Actions to take >>
a - Copy word for word the part of the comedy review starting at "He has silly" and ending at "also colour coded.".
b - Report each line of the listing that contains the word "stone".

Text passage >>
......

Review by Hannah Smith 08th May 2013

James Nokise does not immediately appear like a gangsta: he is a little over dressed for the Fringe Bar actually, in a tux and tie.  However, this show is all about defying and transforming perceptions, and so the fancy get up is apt.  

We begin with a brief and informative slideshow that runs through a history of race relations in NZ, and the impact of sport – the All Blacks in particular – on transforming society and politics, and from there we move on to New Zealand’s gang culture, with some tales from the mean streets of the Hutt Valley. 

Nokise is an accomplished comic, quick-witted, charming and in command of the stage.  He has a deft hand; jokes that would be bad taste on the part of a less savvy performer are nicely judged, and his ‘Maori voice’ and Polynesian/KFC material is used to interrogate racial stereotyping in comedy – as well as to make everyone laugh. 

He has silly walks, and a slow striptease and enough physical comedy to keep the stage alive, but there is a political message at the centre of the show that makes it more than just gags. What we see is only part of what we get. Kids in gangs are really just kids in T-shirts, and they are way less scary, and have a lot less power over you, than political parties, who are also colour coded. 

Nokise’s comedy is smart and from the heart, and opening night in Wellington play to a full house who lap it up.  Book fast for this one, because it is going to sell out.

......

Labeled-object pointing entries >>
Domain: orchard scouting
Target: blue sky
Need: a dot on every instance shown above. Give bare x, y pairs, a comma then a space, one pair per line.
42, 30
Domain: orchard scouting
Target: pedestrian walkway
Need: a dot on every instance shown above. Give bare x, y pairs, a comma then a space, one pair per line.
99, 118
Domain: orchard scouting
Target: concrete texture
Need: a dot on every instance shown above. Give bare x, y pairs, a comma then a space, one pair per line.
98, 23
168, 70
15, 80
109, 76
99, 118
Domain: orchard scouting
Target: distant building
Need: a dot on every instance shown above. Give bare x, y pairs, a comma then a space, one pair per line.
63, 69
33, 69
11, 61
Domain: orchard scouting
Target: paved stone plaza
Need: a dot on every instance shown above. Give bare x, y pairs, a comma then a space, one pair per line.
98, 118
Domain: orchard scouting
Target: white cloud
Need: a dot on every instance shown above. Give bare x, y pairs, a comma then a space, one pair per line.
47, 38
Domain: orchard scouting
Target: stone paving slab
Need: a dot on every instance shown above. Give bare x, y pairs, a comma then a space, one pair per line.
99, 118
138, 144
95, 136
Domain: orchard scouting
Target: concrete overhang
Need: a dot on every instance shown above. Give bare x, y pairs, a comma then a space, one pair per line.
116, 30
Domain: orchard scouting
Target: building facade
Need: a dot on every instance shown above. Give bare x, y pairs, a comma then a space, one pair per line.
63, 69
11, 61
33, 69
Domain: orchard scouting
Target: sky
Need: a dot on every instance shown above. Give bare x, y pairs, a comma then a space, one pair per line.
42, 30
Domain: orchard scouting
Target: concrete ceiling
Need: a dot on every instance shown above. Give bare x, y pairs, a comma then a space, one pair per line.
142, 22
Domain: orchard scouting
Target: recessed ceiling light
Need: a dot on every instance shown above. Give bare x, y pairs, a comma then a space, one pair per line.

......

Task results >>
a -
He has silly walks, and a slow striptease and enough physical comedy to keep the stage alive, but there is a political message at the centre of the show that makes it more than just gags. What we see is only part of what we get. Kids in gangs are really just kids in T-shirts, and they are way less scary, and have a lot less power over you, than political parties, who are also colour coded.

b -
Target: paved stone plaza
Target: stone paving slab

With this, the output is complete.